▸ **Work request**
Some of the lines below need repeating. Reproduce exactly those between the lines holding "negative clicks: (1077, 481) (1063, 456)" and "83L907 70L870 84L865", inclusive.

━━━ Dataset excerpts

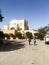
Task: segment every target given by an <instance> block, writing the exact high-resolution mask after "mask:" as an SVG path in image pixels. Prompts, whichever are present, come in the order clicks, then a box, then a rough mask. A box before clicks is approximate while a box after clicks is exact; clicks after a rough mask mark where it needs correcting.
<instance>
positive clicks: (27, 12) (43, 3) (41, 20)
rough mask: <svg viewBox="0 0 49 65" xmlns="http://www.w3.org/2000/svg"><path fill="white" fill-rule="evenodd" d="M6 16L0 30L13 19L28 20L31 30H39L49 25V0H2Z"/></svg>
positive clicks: (1, 8)
mask: <svg viewBox="0 0 49 65" xmlns="http://www.w3.org/2000/svg"><path fill="white" fill-rule="evenodd" d="M0 9H1V10H2V14H3V16H4V19H3V22H0V28H1V27H2V28H3V26H4V25H6V24H9V23H10V20H12V19H26V20H28V25H29V28H30V29H38V28H40V27H43V26H46V25H48V24H49V0H0Z"/></svg>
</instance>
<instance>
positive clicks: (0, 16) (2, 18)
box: [0, 9, 4, 22]
mask: <svg viewBox="0 0 49 65" xmlns="http://www.w3.org/2000/svg"><path fill="white" fill-rule="evenodd" d="M1 13H2V11H1V9H0V22H2V21H3V18H4V17H3V16H2V14H1Z"/></svg>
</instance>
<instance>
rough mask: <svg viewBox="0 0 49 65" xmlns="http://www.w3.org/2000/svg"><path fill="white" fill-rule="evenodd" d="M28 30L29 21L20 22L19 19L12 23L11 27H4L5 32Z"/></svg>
mask: <svg viewBox="0 0 49 65" xmlns="http://www.w3.org/2000/svg"><path fill="white" fill-rule="evenodd" d="M5 29H6V30H11V29H15V30H28V29H29V27H28V21H27V20H19V19H14V20H11V21H10V24H9V25H5V26H4V30H5Z"/></svg>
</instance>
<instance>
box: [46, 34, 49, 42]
mask: <svg viewBox="0 0 49 65" xmlns="http://www.w3.org/2000/svg"><path fill="white" fill-rule="evenodd" d="M45 43H49V35H46V36H45Z"/></svg>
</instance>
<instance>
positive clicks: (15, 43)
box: [0, 41, 25, 52]
mask: <svg viewBox="0 0 49 65" xmlns="http://www.w3.org/2000/svg"><path fill="white" fill-rule="evenodd" d="M21 43H22V42H16V41H8V42H7V43H6V44H2V45H0V52H1V51H13V50H18V49H21V48H24V47H25V45H24V44H21Z"/></svg>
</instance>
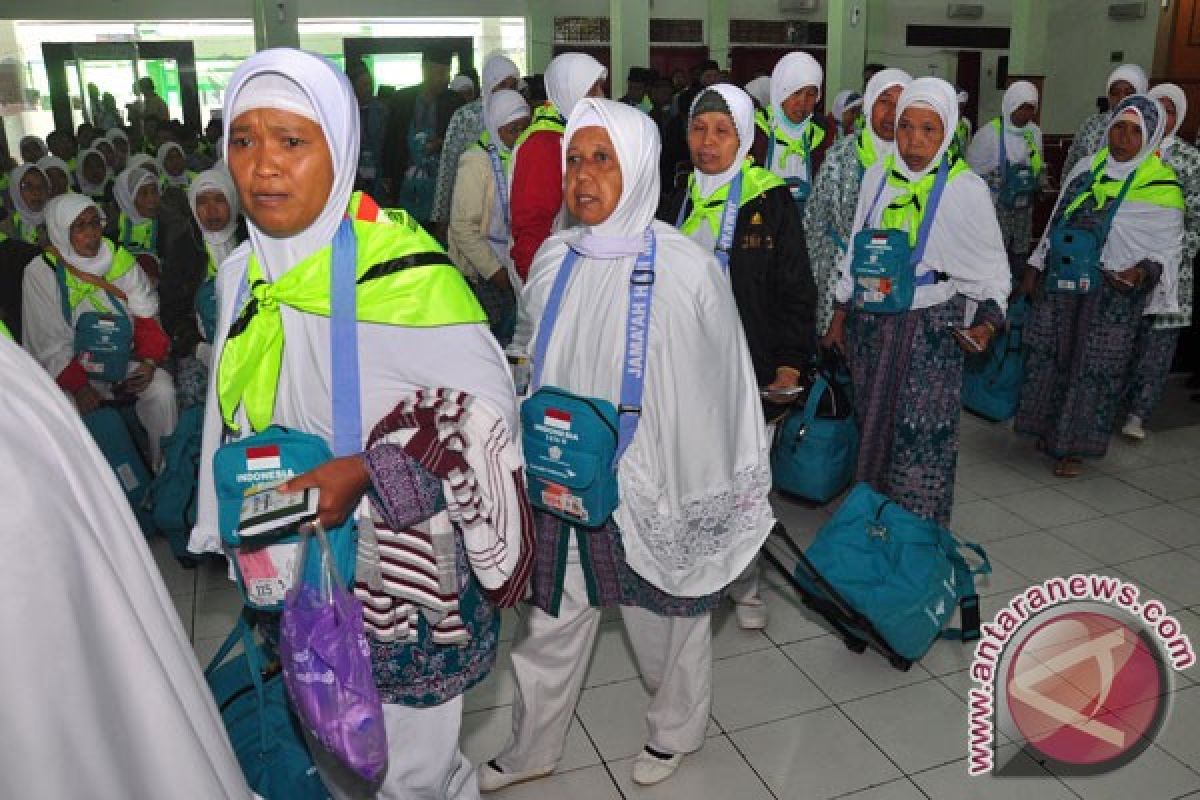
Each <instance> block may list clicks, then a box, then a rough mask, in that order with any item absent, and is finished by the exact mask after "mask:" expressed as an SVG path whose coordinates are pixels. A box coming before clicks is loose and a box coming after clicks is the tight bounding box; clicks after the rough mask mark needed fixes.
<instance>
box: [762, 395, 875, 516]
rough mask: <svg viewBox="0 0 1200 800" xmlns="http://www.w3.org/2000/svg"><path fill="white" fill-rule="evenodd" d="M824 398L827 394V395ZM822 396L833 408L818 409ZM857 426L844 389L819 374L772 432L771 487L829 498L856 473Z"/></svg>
mask: <svg viewBox="0 0 1200 800" xmlns="http://www.w3.org/2000/svg"><path fill="white" fill-rule="evenodd" d="M826 398H828V399H826ZM822 401H824V402H826V404H828V405H830V407H832V408H830V410H832V413H827V414H821V413H820V409H821V405H822ZM857 462H858V426H857V425H856V423H854V411H853V408H852V407H851V404H850V401H848V397H847V396H846V392H844V391H835V390H834V387H833V386H830V385H829V381H828V379H827V378H826V377H824V375H823V374H820V373H818V374H817V377H816V380H814V381H812V386H811V387H810V389H809V396H808V399H805V402H804V408H803V410H800V411H799V413H793V414H790V415H788V416H787V417H786V419H785V420H784V421H782V422H781V423H780V426H779V429H778V431H776V432H775V441H774V445H773V446H772V450H770V473H772V476H773V479H774V483H775V488H778V489H780V491H782V492H785V493H786V494H792V495H796V497H798V498H803V499H805V500H810V501H812V503H821V504H824V503H828V501H829V500H832V499H833V498H834V497H836V495H838V493H839V492H841V491H842V489H844V488H846V486H848V485H850V482H851V481H852V480H853V479H854V469H856V465H857Z"/></svg>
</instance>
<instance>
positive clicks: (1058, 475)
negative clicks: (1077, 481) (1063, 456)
mask: <svg viewBox="0 0 1200 800" xmlns="http://www.w3.org/2000/svg"><path fill="white" fill-rule="evenodd" d="M1054 474H1055V475H1057V476H1058V477H1079V476H1080V475H1082V474H1084V462H1081V461H1080V459H1078V458H1060V459H1058V461H1057V462H1056V463H1055V465H1054Z"/></svg>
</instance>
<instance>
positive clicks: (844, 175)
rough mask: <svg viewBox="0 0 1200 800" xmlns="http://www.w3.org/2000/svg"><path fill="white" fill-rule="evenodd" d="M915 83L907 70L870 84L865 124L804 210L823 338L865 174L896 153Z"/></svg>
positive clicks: (805, 221) (814, 194)
mask: <svg viewBox="0 0 1200 800" xmlns="http://www.w3.org/2000/svg"><path fill="white" fill-rule="evenodd" d="M911 80H912V76H910V74H908V73H907V72H905V71H904V70H881V71H878V72H876V73H875V74H874V76H872V77H871V79H870V80H869V82H866V92H865V95H864V106H863V108H864V109H865V113H866V120H865V124H864V125H863V130H862V131H859V132H858V133H857V134H856V136H851V137H842V138H840V139H838V142H836V143H835V144H834V145H833V146H832V148H830V149H829V152H828V154H826V157H824V161H823V162H822V163H821V169H818V170H817V179H816V182H815V184H814V185H812V197H811V198H809V201H808V203H806V204H805V206H804V237H805V241H806V242H808V247H809V261H810V264H811V265H812V277H814V279H815V281H816V284H817V306H816V330H817V335H818V336H824V333H826V331H827V330H829V320H832V319H833V295H834V287H836V285H838V281H839V278H841V259H842V258H844V257H845V254H846V246H847V245H846V242H848V241H850V236H851V234H852V233H853V224H854V209H857V207H858V193H859V191H860V187H862V186H863V174H864V173H865V172H866V169H868V168H869V167H871V166H872V164H874V163H875V162H876V161H878V160H880V158H883V157H887V156H888V155H890V154H892V152H893V143H894V142H895V122H896V102H898V101H899V100H900V92H901V91H904V88H905V86H907V85H908V83H910V82H911Z"/></svg>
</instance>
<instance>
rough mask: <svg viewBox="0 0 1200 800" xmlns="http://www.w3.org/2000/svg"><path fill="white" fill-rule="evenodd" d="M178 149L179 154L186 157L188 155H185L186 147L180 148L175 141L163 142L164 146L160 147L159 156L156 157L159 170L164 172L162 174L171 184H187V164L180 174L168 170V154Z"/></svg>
mask: <svg viewBox="0 0 1200 800" xmlns="http://www.w3.org/2000/svg"><path fill="white" fill-rule="evenodd" d="M176 150H178V151H179V155H180V156H181V157H185V158H186V156H184V149H182V148H180V146H179V145H178V144H175V143H174V142H163V143H162V146H160V148H158V157H157V158H156V161H157V162H158V172H161V173H162V176H163V178H166V179H167V182H168V184H170V185H172V186H187V167H186V166H185V167H184V169H182V172H180V173H179V174H178V175H172V174H170V173H168V172H167V156H169V155H170V154H172V152H173V151H176Z"/></svg>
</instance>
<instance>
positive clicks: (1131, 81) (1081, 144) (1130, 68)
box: [1062, 64, 1150, 175]
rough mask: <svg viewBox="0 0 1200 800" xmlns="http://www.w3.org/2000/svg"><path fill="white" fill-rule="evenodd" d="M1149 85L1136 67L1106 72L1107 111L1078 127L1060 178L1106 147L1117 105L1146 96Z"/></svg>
mask: <svg viewBox="0 0 1200 800" xmlns="http://www.w3.org/2000/svg"><path fill="white" fill-rule="evenodd" d="M1148 86H1150V80H1147V79H1146V71H1145V70H1142V68H1141V67H1140V66H1138V65H1136V64H1122V65H1121V66H1118V67H1117V68H1116V70H1114V71H1112V72H1111V73H1109V80H1108V83H1106V84H1105V90H1104V91H1105V94H1106V95H1108V96H1109V110H1106V112H1097V113H1096V114H1092V115H1091V116H1088V118H1087V119H1086V120H1084V122H1082V125H1080V126H1079V131H1078V132H1076V133H1075V138H1074V139H1072V142H1070V150H1068V151H1067V160H1066V161H1064V162H1063V163H1062V174H1063V175H1069V174H1070V173H1072V170H1073V169H1074V168H1075V164H1078V163H1079V162H1080V161H1082V160H1084V158H1087V157H1090V156H1091V155H1093V154H1094V152H1096V151H1097V150H1100V149H1102V148H1104V146H1105V142H1104V137H1105V133H1106V132H1108V130H1109V122H1110V121H1111V120H1112V109H1115V108H1116V107H1117V103H1120V102H1121V101H1122V100H1124V98H1126V97H1128V96H1130V95H1145V94H1146V90H1147V88H1148Z"/></svg>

━━━━━━

▸ **Response to this exercise**
negative clicks: (1077, 481) (1063, 456)
mask: <svg viewBox="0 0 1200 800" xmlns="http://www.w3.org/2000/svg"><path fill="white" fill-rule="evenodd" d="M1054 474H1055V475H1057V476H1058V477H1079V476H1080V475H1082V474H1084V462H1081V461H1080V459H1078V458H1060V459H1058V461H1057V462H1056V463H1055V465H1054Z"/></svg>
</instance>
<instance>
positive clicks: (844, 175)
rough mask: <svg viewBox="0 0 1200 800" xmlns="http://www.w3.org/2000/svg"><path fill="white" fill-rule="evenodd" d="M915 83L907 70L870 84L865 124L804 210L823 338L865 174L896 153Z"/></svg>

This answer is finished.